## Stated task
Rescale the material from the line containing "Expected: one point per instance of the lake" down to the line containing "x=998 y=512", both included. Reproduce every one of those lines, with the requests, multiplying each answer coordinate by 1.15 and rounding to the nearest whole number with halves going up.

>> START Records shown

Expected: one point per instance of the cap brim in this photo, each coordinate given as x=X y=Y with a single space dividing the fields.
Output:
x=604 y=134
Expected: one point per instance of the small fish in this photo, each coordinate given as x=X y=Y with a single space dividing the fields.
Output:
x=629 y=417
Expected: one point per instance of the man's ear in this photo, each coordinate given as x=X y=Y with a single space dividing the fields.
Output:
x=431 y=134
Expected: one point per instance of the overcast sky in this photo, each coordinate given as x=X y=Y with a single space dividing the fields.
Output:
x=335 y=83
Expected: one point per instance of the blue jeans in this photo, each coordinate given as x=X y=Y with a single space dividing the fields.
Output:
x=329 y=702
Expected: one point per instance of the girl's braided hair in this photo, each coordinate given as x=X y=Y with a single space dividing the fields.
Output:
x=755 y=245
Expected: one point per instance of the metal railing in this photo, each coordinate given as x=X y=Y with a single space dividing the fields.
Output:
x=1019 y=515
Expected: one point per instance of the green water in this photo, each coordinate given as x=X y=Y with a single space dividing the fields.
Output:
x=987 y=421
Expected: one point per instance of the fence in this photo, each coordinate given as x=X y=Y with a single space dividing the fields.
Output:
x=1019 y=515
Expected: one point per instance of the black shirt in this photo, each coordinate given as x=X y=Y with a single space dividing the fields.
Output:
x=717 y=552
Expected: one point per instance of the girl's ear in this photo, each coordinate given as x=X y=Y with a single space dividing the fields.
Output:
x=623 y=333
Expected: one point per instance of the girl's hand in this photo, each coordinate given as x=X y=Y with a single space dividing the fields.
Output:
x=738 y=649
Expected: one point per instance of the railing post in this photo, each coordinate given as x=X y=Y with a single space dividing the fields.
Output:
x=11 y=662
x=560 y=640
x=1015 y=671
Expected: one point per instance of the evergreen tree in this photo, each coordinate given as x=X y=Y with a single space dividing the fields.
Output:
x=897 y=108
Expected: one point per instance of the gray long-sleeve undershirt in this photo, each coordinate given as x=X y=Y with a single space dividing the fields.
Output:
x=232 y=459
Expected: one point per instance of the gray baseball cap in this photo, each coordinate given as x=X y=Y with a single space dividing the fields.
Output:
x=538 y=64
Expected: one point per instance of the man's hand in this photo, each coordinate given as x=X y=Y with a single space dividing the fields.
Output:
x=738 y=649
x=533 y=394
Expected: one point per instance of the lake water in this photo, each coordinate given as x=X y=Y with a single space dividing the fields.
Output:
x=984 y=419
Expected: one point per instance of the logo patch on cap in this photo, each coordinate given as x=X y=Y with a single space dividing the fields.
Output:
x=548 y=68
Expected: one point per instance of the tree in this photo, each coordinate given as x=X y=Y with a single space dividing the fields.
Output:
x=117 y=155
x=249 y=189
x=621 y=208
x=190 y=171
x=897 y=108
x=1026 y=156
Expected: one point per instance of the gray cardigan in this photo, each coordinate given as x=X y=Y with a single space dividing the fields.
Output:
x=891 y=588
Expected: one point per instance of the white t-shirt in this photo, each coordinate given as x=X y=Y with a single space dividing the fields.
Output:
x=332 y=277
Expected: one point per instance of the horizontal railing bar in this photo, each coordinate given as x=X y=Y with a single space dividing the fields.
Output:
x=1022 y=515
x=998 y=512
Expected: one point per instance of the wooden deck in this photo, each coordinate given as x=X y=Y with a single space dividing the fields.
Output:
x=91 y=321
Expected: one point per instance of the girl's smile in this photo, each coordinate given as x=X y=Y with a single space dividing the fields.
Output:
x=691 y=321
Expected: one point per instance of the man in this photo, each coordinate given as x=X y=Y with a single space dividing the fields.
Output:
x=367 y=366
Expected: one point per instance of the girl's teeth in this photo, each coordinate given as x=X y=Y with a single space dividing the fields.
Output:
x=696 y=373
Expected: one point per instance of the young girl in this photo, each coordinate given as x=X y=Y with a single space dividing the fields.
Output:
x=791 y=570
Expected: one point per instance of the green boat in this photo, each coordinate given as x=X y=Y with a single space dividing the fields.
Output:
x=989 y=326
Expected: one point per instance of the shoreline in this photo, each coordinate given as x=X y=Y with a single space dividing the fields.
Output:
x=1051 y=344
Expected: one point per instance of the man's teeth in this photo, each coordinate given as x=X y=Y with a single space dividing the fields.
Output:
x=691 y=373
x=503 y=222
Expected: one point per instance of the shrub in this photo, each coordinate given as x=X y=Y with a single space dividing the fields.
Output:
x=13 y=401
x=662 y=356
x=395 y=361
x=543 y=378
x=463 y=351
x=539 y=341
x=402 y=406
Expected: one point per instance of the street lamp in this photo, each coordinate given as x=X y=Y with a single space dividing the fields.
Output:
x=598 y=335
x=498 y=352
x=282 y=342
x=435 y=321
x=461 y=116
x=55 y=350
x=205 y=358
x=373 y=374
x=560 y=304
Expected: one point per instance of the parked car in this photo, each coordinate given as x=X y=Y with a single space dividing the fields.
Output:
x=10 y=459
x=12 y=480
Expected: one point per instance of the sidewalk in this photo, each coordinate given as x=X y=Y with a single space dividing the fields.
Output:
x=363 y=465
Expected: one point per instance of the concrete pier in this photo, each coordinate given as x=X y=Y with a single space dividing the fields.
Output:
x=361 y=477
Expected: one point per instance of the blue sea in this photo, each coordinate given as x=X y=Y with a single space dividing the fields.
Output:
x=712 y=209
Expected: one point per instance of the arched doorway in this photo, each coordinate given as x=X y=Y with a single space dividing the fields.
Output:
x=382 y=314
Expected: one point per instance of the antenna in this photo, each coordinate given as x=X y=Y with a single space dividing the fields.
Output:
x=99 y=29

>> END Records shown

## Task answer
Expected: one point per instance of the lake water in this photo, each coordinate given as x=X y=Y with a single space dividing the fields.
Output:
x=1132 y=482
Expected: one point per instance of the logo patch on cap in this photo, each coordinate given as x=X y=Y with a single space dividing the fields.
Output:
x=630 y=78
Expected: one point per instance of the tree in this photo, each coordinate given as x=X y=Y with a single space dividing the fields.
Output:
x=135 y=178
x=286 y=217
x=714 y=239
x=219 y=197
x=1032 y=124
x=1180 y=179
Expected: one point per instance of the gray cardigan in this photo, each coordinate given as x=X y=Y with a single space dividing the fields.
Output:
x=1025 y=676
Expected: one point per instance of the white t-shirt in this photo, each coordinate given as x=X y=Y with a single space dividing the fields.
Output:
x=382 y=319
Expected: one point per instance of the horizontal railing bar in this photo, each coordinate given as x=X y=Y with a single space dividing the fields.
Output:
x=1175 y=592
x=1148 y=589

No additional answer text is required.